PKIs have shown promise as a cancer treatment, but they are “notoriously nonspecific” in the kinase targets they strike, Gujral said.
In vitro lab tests may show that a PKI inhibits a particular kinase, but the experimental conditions may not replicate all the interactions that occur in a whole cell, let alone a human body, so secondary targets may remain hidden. Later, clinical trials may show that a PKI achieves the desired treatment result, and if the side effects are tolerable, the time and effort required to systematically determine how many other kinases the drug inhibits along the way may not seem worthwhile.
Instead of attempting the daunting task of testing the effect of every PKI on every kinase one by one, Kirschner’s team took a systems biology approach to the problem.
“We examined many PKIs and many kinases together to find out what they jointly uncover about these drug targets,” Kirschner said. “We exploited the nonspecificity.”
Gujral and Peshkin began by analyzing previously published data about which kinases were being inhibited by which PKIs. These data showed that although PKIs strike many targets, each one has its own unique pattern of targets—a signature musical chord of kinases.
The team devised a way to use the information as a Rosetta stone from which they could mathematically decipher which kinases influence cell migration, a hallmark of cancer invasion and metastasis. They identified two classes of kinases that are important for cell migration in certain types of tissue. Then they confirmed their findings in cell cultures.

### EXERCISE INSTRUCTIONS
In the passage on protein kinase inhibitors, what did Gujral and Peshkin begin by analyzing?

### ENTRIES SHOWN
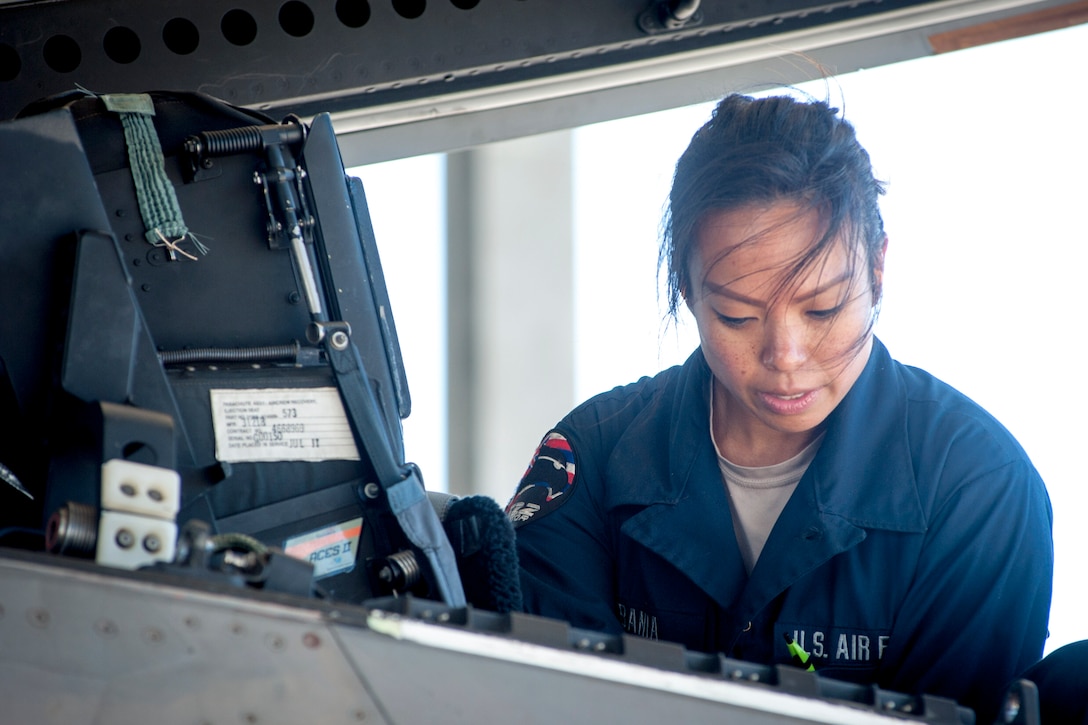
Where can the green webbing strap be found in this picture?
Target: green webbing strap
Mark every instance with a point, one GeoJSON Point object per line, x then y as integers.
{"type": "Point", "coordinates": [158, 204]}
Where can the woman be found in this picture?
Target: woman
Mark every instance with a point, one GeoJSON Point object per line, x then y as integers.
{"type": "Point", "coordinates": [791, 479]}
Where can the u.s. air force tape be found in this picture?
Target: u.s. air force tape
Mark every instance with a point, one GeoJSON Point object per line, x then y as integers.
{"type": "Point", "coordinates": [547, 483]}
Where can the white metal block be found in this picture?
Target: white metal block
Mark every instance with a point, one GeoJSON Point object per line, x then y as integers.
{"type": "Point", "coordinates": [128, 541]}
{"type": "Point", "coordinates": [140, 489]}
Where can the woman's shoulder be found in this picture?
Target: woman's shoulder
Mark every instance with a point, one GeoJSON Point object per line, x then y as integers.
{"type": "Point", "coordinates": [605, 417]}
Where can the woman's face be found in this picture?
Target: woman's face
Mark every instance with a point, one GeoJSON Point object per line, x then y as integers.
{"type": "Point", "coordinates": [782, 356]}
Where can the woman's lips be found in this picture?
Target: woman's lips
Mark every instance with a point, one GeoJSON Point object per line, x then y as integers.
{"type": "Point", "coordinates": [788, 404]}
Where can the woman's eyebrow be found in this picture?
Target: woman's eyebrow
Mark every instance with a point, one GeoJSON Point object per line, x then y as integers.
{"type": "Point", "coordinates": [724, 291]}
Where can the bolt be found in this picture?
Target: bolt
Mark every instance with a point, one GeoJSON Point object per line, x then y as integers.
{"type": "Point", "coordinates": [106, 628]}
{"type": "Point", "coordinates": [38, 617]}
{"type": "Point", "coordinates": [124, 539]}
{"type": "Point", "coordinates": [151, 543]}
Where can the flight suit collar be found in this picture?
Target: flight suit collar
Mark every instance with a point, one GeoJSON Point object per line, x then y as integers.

* * *

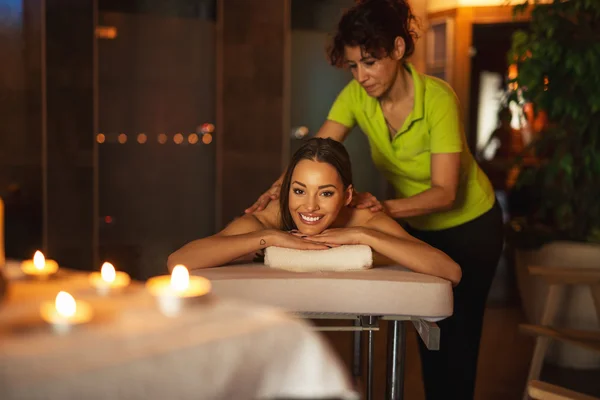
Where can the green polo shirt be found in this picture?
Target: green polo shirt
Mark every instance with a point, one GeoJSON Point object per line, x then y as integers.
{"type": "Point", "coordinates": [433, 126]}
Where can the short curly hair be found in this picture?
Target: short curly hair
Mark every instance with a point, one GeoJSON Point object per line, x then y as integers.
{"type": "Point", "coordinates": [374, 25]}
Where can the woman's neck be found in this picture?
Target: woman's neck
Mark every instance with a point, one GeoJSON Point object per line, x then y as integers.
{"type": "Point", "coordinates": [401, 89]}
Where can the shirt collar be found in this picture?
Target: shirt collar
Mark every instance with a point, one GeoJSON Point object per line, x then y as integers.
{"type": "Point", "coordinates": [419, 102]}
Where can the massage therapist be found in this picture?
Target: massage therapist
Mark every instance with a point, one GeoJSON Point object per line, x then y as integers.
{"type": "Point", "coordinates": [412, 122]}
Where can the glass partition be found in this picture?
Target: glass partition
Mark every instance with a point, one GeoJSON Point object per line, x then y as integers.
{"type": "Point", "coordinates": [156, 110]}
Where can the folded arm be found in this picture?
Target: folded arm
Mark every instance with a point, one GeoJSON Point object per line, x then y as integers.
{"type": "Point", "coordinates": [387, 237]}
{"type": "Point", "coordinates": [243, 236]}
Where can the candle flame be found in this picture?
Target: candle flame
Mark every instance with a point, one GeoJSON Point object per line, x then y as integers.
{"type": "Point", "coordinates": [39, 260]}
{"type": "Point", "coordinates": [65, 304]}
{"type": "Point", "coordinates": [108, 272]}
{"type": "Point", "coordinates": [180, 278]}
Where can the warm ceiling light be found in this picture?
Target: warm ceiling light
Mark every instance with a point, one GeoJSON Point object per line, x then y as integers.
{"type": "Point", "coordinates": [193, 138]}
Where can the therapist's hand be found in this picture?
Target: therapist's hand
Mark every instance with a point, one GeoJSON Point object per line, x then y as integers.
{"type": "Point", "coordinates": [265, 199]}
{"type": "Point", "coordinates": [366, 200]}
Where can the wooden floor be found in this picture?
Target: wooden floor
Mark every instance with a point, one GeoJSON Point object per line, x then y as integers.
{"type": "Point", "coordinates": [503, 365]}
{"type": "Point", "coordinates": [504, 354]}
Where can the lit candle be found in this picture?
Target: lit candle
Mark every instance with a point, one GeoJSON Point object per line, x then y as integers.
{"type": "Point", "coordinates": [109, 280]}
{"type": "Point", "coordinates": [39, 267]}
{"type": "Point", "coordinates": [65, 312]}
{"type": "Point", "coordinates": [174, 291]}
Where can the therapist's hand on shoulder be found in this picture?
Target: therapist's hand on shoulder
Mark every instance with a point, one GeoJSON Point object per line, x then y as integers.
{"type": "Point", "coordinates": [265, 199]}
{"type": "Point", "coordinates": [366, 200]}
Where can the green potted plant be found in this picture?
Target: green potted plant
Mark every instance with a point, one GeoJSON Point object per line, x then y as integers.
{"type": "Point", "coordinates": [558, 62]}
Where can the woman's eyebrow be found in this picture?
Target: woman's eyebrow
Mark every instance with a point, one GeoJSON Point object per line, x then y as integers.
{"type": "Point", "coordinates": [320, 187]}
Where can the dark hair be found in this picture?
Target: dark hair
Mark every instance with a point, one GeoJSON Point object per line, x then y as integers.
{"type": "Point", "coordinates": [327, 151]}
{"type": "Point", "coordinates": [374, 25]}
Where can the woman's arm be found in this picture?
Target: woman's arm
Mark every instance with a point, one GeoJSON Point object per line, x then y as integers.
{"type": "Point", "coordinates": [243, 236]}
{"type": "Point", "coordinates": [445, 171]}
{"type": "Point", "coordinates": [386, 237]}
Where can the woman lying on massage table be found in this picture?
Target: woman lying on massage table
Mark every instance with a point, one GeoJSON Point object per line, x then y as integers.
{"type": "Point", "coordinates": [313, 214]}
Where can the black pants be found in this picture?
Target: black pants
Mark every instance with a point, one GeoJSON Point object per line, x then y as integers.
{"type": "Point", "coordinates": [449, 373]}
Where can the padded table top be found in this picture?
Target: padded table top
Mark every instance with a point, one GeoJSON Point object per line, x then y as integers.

### YOUR SOLUTION
Previously published data about which kinases were being inhibited by which PKIs.